Après Phil Jackson, Michael Jordan, Larry Bird, Magic Johnson, Allen Iverson et la « Dream Team », nous vous proposons de nous attaquer à un autre monument : Kobe Bryant, quintuple champion NBA qui a pris sa retraite il y a trois ans et qui attend toujours que les Lakers lui donnent un successeur.
Ce livre, « Showboat », est signé Roland Lazenby, l’auteur qui a rédigé la biographie fleuve de Michael Jordan.
Bonne lecture !
Première partie – Deuxième partie – Troisième partie – Quatrième partie – Cinquième partie
A cette époque-là, les équipes devaient soumettre une offre de contrat à leurs choix de draft au plus tard début septembre. Si elles ne remplissaient pas cette obligation, elles perdaient leurs droits sur le choix de draft en question et le joueur était autorisé à devenir agent libre.
« Si vous n’envoyiez pas de contrat, vous perdiez automatiquement vos droits, m’a rappelé Pat Williams, qui était le general manager des Philadelphie 76ers à l’époque. Vous perdiez le joueur. Et donc, un jour, je reçois un appel de Richie Phillips, un ancien substitut du procureur de Philadelphie qui représentait des athlètes ainsi que le syndicat des arbitres de la Major League Baseball. Richie et moi étions amis. Il était l’agent de Jelly Bean. »

_Exercice A_
Résumez en deux phrases le texte sur Kobe Bryant.
_Exercice B_
Poursuivez le texte sur Kobe Bryant à la suite de sa dernière phrase.
Ces lignes ne sont pas nécessaires ici.

[Un bloc de données]
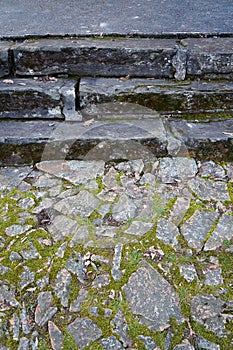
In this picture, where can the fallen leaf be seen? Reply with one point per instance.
(228, 133)
(214, 266)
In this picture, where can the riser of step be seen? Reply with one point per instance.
(28, 142)
(38, 99)
(189, 97)
(136, 57)
(59, 99)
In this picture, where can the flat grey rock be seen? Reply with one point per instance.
(12, 177)
(83, 204)
(167, 232)
(139, 228)
(120, 327)
(152, 297)
(77, 172)
(61, 286)
(125, 17)
(44, 310)
(207, 310)
(209, 189)
(223, 231)
(124, 209)
(84, 331)
(62, 227)
(56, 336)
(206, 345)
(188, 272)
(196, 228)
(176, 169)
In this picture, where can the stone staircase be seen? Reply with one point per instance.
(66, 95)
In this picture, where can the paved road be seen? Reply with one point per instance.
(56, 17)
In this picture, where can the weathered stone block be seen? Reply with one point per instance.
(91, 57)
(37, 99)
(209, 57)
(4, 51)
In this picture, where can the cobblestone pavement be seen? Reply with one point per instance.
(127, 255)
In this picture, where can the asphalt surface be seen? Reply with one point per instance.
(149, 17)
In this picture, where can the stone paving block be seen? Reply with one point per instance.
(38, 99)
(4, 53)
(89, 57)
(209, 57)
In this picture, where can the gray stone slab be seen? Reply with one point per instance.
(209, 57)
(223, 231)
(207, 310)
(84, 331)
(196, 228)
(176, 169)
(165, 95)
(62, 227)
(152, 297)
(117, 140)
(83, 204)
(4, 53)
(124, 17)
(77, 172)
(148, 58)
(208, 189)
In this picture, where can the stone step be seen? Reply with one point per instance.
(51, 98)
(121, 56)
(190, 98)
(38, 99)
(30, 141)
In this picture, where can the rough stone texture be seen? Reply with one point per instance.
(30, 99)
(116, 272)
(206, 345)
(139, 228)
(4, 69)
(211, 169)
(152, 297)
(207, 310)
(209, 189)
(196, 228)
(184, 346)
(76, 172)
(178, 212)
(161, 95)
(209, 58)
(84, 331)
(61, 286)
(148, 341)
(167, 232)
(188, 272)
(223, 231)
(44, 310)
(56, 336)
(120, 327)
(76, 304)
(213, 273)
(175, 169)
(150, 58)
(124, 209)
(62, 227)
(12, 177)
(115, 140)
(83, 204)
(111, 343)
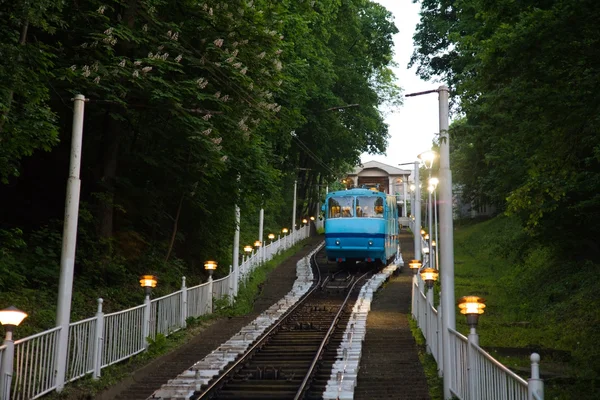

_Réponse rédigée A_
Le texte présente « Showboat », un livre consacré à Kobe Bryant, quintuple champion NBA, et signé Roland Lazenby, auteur de la biographie fleuve de Michael Jordan. Il explique qu'à cette époque, une équipe qui n'envoyait pas d'offre de contrat à son choix de draft avant début septembre perdait ses droits sur ce joueur, ce que rappelle Pat Williams, alors general manager des 76ers, en évoquant l'appel de Richie Phillips, l'agent de Jelly Bean.

_Réponse rédigée B_
Phillips a parlé à Williams de cette règle du contrat et il lui a dit qu’ils n’avaient aucun retour des Golden State Warriors. Williams était stupéfait. Perdre les droits d’un premier tour de draft était une bourde monumentale. Franklin Mieuli, le propriétaire des Warriors – qui avaient déménagé de Philadelphie, pour s’installer en Californie, en 1962 -, entretenait d’étroites relations avec les propriétaires des Sixers. Williams savait que les Sixers ne voudraient pas embarrasser Mieuli, donc il a suggéré d’attendre quelques jours que le contrat arrive.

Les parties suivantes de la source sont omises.